Congo : le pillage n’a jamais cessé!
Alain Huart |
Alain Huart et les défis du Congo : pillage des ressources, environnement,
décentralisation, explosion artistique
Vivant à Kinshasa, Alain Huart, agronome, écrivain, auteur du
mook « Beauté Congo », (éditions Weyrich) est peut-être l’un des seuls
Européens à visiter régulièrement le Congo de l’intérieur, à découvrir ses
beautés cachées comme les menaces existentielles qui pèsent sur la forêt
tropicale.
Quelles sont les principaux défis que rencontre le Congo aujourd’hui ?
Le premier enjeu c’est la démographie galopante. Le second, c’est le fait que le processus de décentralisation patine car les élections locales n’ayant pas eu lieu, on n’a pas donné la main aux entités locales décentralisées ; or la seule solution pour cet immense pays enclavé, c’est de donner plus de pouvoir aux provinces, aux secteurs. Certes, la société civile progresse mais elle se heurte à ce blocage politique. Avec pour résultat que les Congolais, n’étant pas encadrés mais toujours aussi pauvres, détruisent la forêt en continuant à pratiquer l’agriculture sur brûlis. Les 5 ou 6 millions de petits agriculteurs qui luttent pour leur survie sont en train de détruire la forêt tropicale bien plus que les entreprises forestières elles-mêmes.Le grand potentiel, c’est une jeunesse émergente. Une course de vitesse est engagée entre cette population éduquée, citadine, dont la conscience civique se développe et le défi que pose la destruction de l’environnement. Cela nécessite à l’intérieur du pays des actions de grande envergure, des stratégies agricoles bien pensées, tandis que le pouvoir politique ne répond pas aux enjeux. …
Depuis le 19e siècle, le pillage du Congo a-t-il jamais cessé ?
Jamais. De nos jours, le pillage découle plutôt du laissez
faire… Les grands politiciens côtoient les « miniers » et ils essaient de
grignoter quelque chose, les administrations, dotées de salaires de misère,
tolèrent le trafic du charbon de bois, de la viande de brousse et tous les
autres pillages…Pour moi, il est clair que le pillage mené au cours des
dernières décennies été plus intense, plus destructeur pour la nature que ce
que l’on a pu voir du temps de Léopold II ! Le processus s’emballe et les taux
de déforestation de la forêt montent en flèche.

_ÉNONCÉ_
Traduisez en anglais cette phrase de l’entretien sur le Congo : « Le grand potentiel, c’est une jeunesse émergente. » Les entrées qui suivent proviennent d’une autre source.

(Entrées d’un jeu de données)
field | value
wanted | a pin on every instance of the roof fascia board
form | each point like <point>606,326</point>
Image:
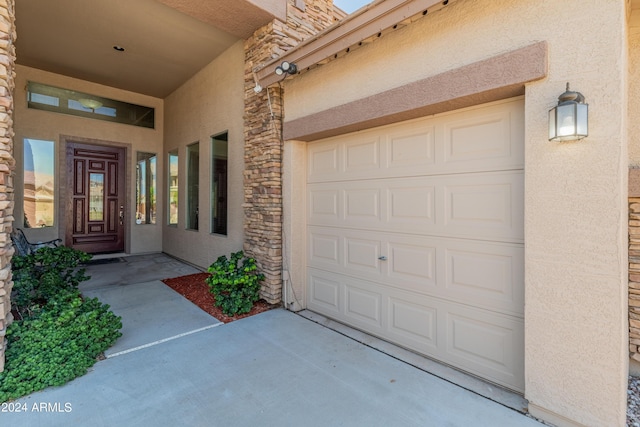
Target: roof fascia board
<point>368,22</point>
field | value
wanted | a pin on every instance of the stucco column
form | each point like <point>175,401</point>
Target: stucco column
<point>7,73</point>
<point>576,333</point>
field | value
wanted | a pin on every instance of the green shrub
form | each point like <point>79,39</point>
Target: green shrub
<point>58,334</point>
<point>57,345</point>
<point>235,285</point>
<point>40,276</point>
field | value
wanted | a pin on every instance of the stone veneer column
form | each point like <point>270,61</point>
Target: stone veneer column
<point>7,74</point>
<point>263,142</point>
<point>634,264</point>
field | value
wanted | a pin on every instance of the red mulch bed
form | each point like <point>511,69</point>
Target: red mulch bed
<point>195,289</point>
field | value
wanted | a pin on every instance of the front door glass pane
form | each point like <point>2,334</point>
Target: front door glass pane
<point>96,197</point>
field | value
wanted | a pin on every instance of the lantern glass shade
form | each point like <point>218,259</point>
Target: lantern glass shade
<point>568,121</point>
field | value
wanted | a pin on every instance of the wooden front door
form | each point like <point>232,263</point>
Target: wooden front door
<point>95,198</point>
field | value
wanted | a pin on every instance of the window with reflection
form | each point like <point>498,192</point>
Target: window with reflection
<point>219,158</point>
<point>39,183</point>
<point>173,187</point>
<point>193,185</point>
<point>146,188</point>
<point>59,100</point>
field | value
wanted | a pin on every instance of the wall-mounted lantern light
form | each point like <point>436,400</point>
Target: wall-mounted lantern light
<point>569,120</point>
<point>286,67</point>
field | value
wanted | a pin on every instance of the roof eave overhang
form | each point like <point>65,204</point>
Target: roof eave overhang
<point>361,27</point>
<point>240,18</point>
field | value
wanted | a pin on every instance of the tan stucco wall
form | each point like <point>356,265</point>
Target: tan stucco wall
<point>576,347</point>
<point>634,96</point>
<point>45,125</point>
<point>208,104</point>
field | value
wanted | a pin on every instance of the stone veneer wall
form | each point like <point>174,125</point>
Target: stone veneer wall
<point>634,264</point>
<point>263,142</point>
<point>7,85</point>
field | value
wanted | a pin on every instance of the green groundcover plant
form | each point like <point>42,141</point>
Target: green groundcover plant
<point>57,334</point>
<point>235,283</point>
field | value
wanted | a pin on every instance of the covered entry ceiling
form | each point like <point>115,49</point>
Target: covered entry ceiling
<point>415,234</point>
<point>165,42</point>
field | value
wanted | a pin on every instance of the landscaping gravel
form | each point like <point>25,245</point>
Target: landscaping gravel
<point>633,402</point>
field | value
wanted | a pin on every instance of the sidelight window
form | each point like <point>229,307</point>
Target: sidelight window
<point>38,183</point>
<point>219,157</point>
<point>146,188</point>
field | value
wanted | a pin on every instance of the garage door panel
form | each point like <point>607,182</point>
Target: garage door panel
<point>412,147</point>
<point>416,235</point>
<point>324,205</point>
<point>324,294</point>
<point>414,323</point>
<point>485,205</point>
<point>479,138</point>
<point>324,249</point>
<point>473,140</point>
<point>477,206</point>
<point>362,204</point>
<point>362,255</point>
<point>490,275</point>
<point>483,273</point>
<point>323,161</point>
<point>486,344</point>
<point>411,202</point>
<point>411,263</point>
<point>363,306</point>
<point>361,155</point>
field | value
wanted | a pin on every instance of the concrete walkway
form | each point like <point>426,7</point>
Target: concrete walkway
<point>177,366</point>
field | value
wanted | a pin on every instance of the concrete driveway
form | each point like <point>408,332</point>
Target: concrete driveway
<point>177,366</point>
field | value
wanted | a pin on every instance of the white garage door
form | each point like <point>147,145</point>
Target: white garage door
<point>415,234</point>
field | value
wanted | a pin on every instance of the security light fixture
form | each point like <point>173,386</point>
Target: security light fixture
<point>569,120</point>
<point>286,67</point>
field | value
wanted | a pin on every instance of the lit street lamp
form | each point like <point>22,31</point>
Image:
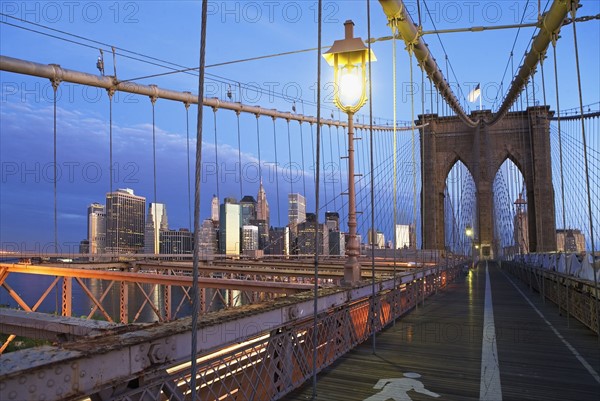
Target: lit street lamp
<point>349,57</point>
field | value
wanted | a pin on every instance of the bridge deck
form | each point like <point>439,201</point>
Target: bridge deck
<point>539,356</point>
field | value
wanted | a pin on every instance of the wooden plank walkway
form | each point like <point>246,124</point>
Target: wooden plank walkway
<point>436,351</point>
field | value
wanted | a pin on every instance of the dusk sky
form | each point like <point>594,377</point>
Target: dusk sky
<point>169,32</point>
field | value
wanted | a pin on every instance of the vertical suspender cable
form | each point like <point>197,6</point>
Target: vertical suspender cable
<point>240,157</point>
<point>187,127</point>
<point>586,164</point>
<point>317,177</point>
<point>290,177</point>
<point>337,134</point>
<point>322,144</point>
<point>216,152</point>
<point>55,84</point>
<point>562,179</point>
<point>374,314</point>
<point>153,100</point>
<point>332,171</point>
<point>258,147</point>
<point>542,57</point>
<point>195,303</point>
<point>414,156</point>
<point>394,26</point>
<point>303,165</point>
<point>276,174</point>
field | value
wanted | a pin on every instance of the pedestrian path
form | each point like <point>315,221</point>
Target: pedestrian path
<point>485,337</point>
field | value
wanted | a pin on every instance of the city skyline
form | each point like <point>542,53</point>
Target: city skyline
<point>83,159</point>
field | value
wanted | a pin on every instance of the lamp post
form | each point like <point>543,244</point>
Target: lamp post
<point>469,234</point>
<point>349,57</point>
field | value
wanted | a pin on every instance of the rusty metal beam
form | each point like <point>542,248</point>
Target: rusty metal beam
<point>87,367</point>
<point>397,13</point>
<point>163,279</point>
<point>45,326</point>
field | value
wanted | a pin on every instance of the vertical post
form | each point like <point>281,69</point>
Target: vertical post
<point>124,302</point>
<point>168,303</point>
<point>67,296</point>
<point>352,266</point>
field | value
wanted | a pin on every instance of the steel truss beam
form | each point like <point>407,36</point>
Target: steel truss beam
<point>549,27</point>
<point>44,326</point>
<point>155,359</point>
<point>163,279</point>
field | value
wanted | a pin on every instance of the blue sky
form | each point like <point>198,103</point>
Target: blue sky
<point>236,30</point>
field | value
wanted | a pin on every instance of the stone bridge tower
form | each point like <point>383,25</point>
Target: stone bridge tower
<point>523,137</point>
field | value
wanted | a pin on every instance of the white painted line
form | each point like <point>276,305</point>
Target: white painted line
<point>567,344</point>
<point>489,385</point>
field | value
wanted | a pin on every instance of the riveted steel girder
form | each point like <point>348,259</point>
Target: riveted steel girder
<point>397,13</point>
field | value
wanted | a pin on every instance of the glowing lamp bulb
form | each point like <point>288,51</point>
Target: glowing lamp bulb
<point>350,87</point>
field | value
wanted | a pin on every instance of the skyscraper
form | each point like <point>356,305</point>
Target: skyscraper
<point>207,239</point>
<point>176,241</point>
<point>262,206</point>
<point>279,244</point>
<point>125,218</point>
<point>249,238</point>
<point>214,209</point>
<point>156,222</point>
<point>332,219</point>
<point>296,209</point>
<point>96,228</point>
<point>248,205</point>
<point>306,236</point>
<point>229,227</point>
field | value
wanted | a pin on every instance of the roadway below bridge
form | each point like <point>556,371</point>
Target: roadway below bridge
<point>486,337</point>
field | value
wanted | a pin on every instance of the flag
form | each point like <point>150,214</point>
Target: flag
<point>474,94</point>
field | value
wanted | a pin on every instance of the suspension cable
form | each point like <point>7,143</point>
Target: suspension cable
<point>374,314</point>
<point>394,26</point>
<point>195,303</point>
<point>586,165</point>
<point>414,157</point>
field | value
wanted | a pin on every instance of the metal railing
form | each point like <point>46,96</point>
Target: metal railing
<point>259,352</point>
<point>564,280</point>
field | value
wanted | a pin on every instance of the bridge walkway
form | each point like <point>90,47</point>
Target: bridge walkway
<point>454,348</point>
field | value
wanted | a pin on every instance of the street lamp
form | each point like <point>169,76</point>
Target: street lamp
<point>469,232</point>
<point>349,57</point>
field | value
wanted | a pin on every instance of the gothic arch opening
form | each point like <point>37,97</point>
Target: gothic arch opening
<point>511,223</point>
<point>460,207</point>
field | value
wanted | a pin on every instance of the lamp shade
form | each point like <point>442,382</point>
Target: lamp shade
<point>348,57</point>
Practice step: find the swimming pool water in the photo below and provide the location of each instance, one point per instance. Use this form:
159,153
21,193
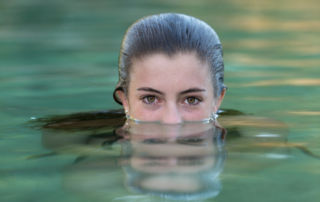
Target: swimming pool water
61,57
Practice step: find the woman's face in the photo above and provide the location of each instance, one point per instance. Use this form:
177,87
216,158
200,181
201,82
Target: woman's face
170,90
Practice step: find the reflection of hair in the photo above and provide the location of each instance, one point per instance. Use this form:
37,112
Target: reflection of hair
169,34
209,179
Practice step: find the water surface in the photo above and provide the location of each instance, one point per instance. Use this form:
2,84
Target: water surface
60,58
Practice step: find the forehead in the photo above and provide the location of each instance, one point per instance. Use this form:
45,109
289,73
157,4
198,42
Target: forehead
159,70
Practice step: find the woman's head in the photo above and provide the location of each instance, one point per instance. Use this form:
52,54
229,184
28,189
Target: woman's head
166,55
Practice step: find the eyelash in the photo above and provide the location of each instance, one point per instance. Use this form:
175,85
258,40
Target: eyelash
198,100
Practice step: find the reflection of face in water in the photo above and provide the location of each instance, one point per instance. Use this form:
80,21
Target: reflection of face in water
174,162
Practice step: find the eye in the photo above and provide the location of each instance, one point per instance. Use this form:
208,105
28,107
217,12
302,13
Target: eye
192,101
149,99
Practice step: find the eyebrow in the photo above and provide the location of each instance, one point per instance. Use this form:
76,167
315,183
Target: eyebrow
150,90
191,90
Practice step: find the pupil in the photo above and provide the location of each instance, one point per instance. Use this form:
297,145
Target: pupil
150,99
191,100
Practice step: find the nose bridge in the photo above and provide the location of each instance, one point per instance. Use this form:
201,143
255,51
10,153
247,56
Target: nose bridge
171,114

_CORRIGÉ DÉTAILLÉ_
The great potential is an emerging youth.